Reading passage
----
Back to School and a New Season of Authenticity
Our incredible Canadian Summer is coming to a close. The kids are headed back to school, and the intensity of life will begin to pick up again. Hockey practice, swimming lessons, pesky viruses, cooler weather, less sunlight, and the holidays.
September-January is a shift in the weather that brings me slight anxiety. Back to school means summer is over...the warm weather is nearing to an end; for this Florida girl..the Canadian winters are long and frigid!
The good news is, this summer has been incredibly slow paced for our family. We really took it easy and had an enormous amount of quality family time. With that said, I feel I am ready to enter this new season.
After almost 6 years...I feel I’m beginning to genuinely settle into Motherhood. We are a solid family unit. Our routines are quite established. Knock on wood...but life with two small kids is feeling easier...quite manageable.
----
Entries shown
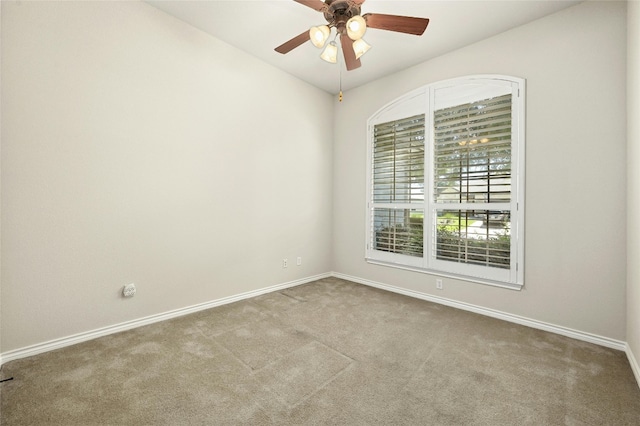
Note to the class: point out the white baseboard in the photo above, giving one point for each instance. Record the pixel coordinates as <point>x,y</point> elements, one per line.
<point>633,361</point>
<point>93,334</point>
<point>564,331</point>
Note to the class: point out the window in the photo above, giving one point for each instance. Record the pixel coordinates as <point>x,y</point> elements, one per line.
<point>445,181</point>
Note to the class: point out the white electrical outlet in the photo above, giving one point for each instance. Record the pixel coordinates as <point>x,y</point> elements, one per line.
<point>129,290</point>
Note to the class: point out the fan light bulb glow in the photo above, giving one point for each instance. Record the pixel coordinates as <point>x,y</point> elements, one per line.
<point>356,27</point>
<point>319,35</point>
<point>360,47</point>
<point>330,53</point>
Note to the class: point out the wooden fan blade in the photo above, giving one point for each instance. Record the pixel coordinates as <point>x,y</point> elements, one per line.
<point>288,46</point>
<point>400,24</point>
<point>349,55</point>
<point>313,4</point>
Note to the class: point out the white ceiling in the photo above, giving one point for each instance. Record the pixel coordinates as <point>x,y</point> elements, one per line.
<point>258,26</point>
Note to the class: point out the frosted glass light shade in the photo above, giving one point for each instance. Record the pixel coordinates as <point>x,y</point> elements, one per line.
<point>356,27</point>
<point>360,47</point>
<point>319,35</point>
<point>330,53</point>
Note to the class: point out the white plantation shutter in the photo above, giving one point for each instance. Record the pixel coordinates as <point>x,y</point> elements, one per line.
<point>472,159</point>
<point>472,182</point>
<point>445,179</point>
<point>398,182</point>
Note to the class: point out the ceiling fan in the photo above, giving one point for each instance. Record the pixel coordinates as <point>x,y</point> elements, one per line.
<point>344,16</point>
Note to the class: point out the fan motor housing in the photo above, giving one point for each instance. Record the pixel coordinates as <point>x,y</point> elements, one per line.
<point>340,11</point>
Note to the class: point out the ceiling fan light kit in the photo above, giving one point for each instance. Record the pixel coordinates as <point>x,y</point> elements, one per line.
<point>360,47</point>
<point>350,25</point>
<point>330,53</point>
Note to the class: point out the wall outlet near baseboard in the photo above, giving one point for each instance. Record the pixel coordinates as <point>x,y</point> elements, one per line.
<point>129,290</point>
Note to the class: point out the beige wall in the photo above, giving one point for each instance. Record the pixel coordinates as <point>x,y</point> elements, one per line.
<point>127,157</point>
<point>574,63</point>
<point>136,148</point>
<point>633,190</point>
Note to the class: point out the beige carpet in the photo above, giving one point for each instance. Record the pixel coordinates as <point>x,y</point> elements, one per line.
<point>328,352</point>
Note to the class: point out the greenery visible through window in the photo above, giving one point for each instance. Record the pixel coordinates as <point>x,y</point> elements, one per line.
<point>444,170</point>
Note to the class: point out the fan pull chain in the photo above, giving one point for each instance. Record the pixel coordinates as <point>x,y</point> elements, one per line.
<point>340,94</point>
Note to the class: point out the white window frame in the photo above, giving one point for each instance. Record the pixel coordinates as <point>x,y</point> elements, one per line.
<point>422,101</point>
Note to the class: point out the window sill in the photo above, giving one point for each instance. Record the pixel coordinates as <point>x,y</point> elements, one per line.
<point>476,280</point>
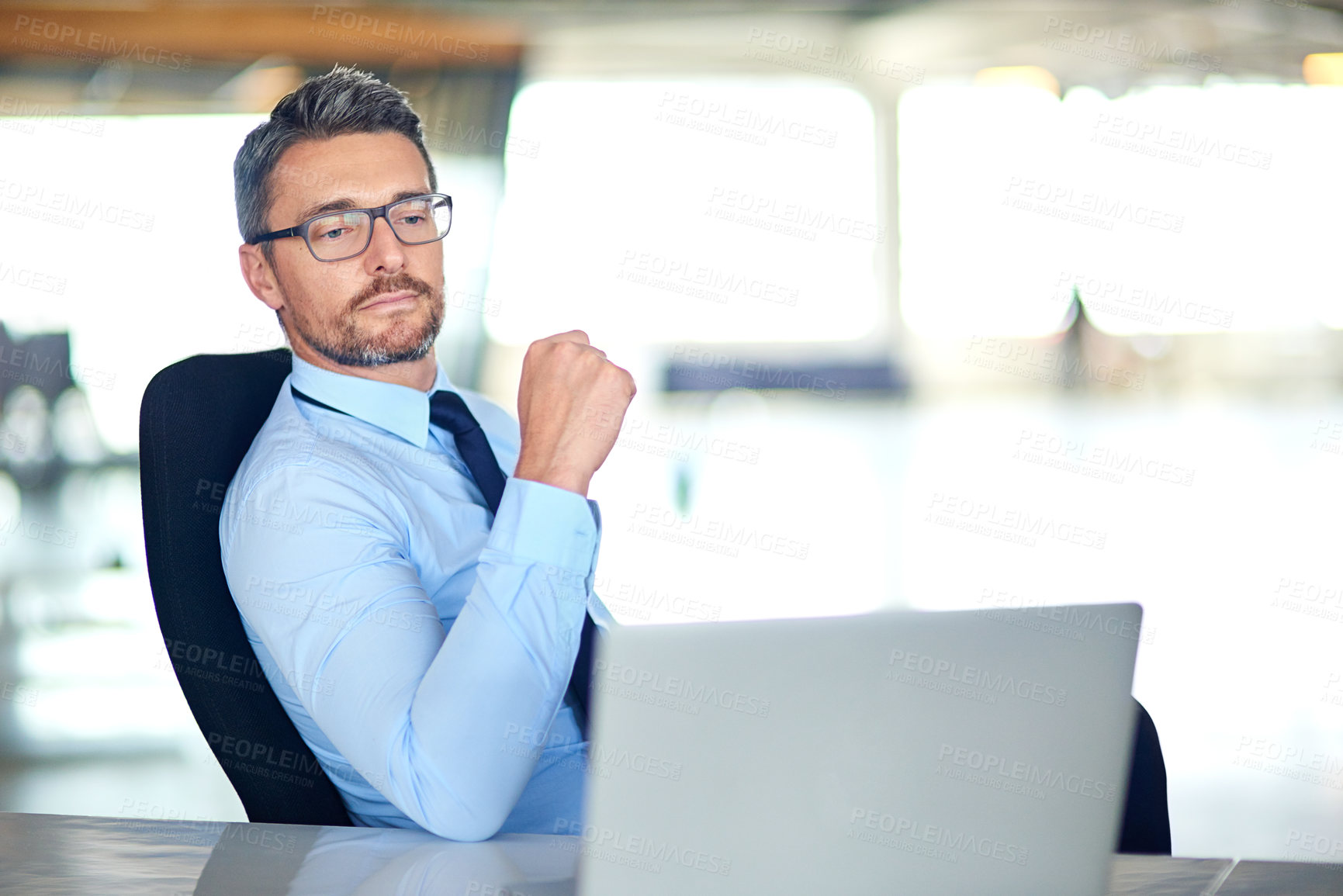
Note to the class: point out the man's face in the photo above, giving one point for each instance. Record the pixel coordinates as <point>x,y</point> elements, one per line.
<point>382,306</point>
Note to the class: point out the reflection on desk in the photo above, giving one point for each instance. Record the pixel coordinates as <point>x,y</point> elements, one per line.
<point>74,855</point>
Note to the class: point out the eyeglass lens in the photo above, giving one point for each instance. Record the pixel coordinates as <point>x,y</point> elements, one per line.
<point>414,220</point>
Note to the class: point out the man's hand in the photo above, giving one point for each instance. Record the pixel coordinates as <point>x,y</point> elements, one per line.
<point>569,406</point>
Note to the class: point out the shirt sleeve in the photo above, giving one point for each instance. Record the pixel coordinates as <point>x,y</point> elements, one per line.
<point>437,716</point>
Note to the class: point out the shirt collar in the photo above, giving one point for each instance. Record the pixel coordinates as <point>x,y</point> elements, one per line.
<point>396,409</point>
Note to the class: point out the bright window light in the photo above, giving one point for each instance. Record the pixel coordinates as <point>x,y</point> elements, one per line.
<point>663,211</point>
<point>1170,210</point>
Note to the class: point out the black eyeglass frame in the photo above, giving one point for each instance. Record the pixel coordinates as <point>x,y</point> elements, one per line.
<point>301,230</point>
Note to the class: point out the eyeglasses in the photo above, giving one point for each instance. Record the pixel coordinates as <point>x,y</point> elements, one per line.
<point>345,234</point>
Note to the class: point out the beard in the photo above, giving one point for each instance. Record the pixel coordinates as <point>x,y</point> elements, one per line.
<point>347,340</point>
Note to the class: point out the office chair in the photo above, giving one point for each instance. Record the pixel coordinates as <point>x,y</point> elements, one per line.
<point>1147,820</point>
<point>196,422</point>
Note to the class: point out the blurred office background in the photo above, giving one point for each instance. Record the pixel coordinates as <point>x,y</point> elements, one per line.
<point>931,305</point>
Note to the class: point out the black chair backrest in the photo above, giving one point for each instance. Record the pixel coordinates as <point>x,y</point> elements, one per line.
<point>196,422</point>
<point>1147,818</point>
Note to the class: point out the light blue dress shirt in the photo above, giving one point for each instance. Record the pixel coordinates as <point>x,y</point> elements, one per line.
<point>422,649</point>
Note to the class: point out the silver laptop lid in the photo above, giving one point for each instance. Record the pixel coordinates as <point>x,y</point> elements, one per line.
<point>924,752</point>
----
Please carry on the back-to-school post from its last sentence. The items are separate material, unrelated to the back-to-school post.

I feel as if I am coming into my own again. Or better yet..Stepping into a new role and a new woman.
My “intention” going forth into this new season is to let go more..
let go of trying to be the perfect Mother (and Wife).
let go of "over doing it" not listening to my gut.. and stretching myself thin.
I will let go of my need for approval.
I will worry less. Turn it over more. And stop trying so darn hard to accomplish it ALL today.
By letting go of all the perfection I tirelessly try to seek in my life, I am making space for more authenticity to arise. And it is in that space...all I desire is waiting to be revealed.
What do you want to embrace or let go of this fall? What will your “Intention” be?